#### Exercise instructions
Copy each line below without leaving any out.
===== Dataset content =====
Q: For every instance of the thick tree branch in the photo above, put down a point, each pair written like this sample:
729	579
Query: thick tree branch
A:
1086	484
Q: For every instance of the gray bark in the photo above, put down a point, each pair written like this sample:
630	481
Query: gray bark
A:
=====
#### Answer for the task
Q: For every instance of the thick tree branch in the photo above, put down a point, each pair written like this sample:
729	579
Query: thick tree branch
A:
1086	484
Q: For every instance of the gray bark in the photo above, put down a point, each pair written like this sample:
630	481
Query: gray bark
A:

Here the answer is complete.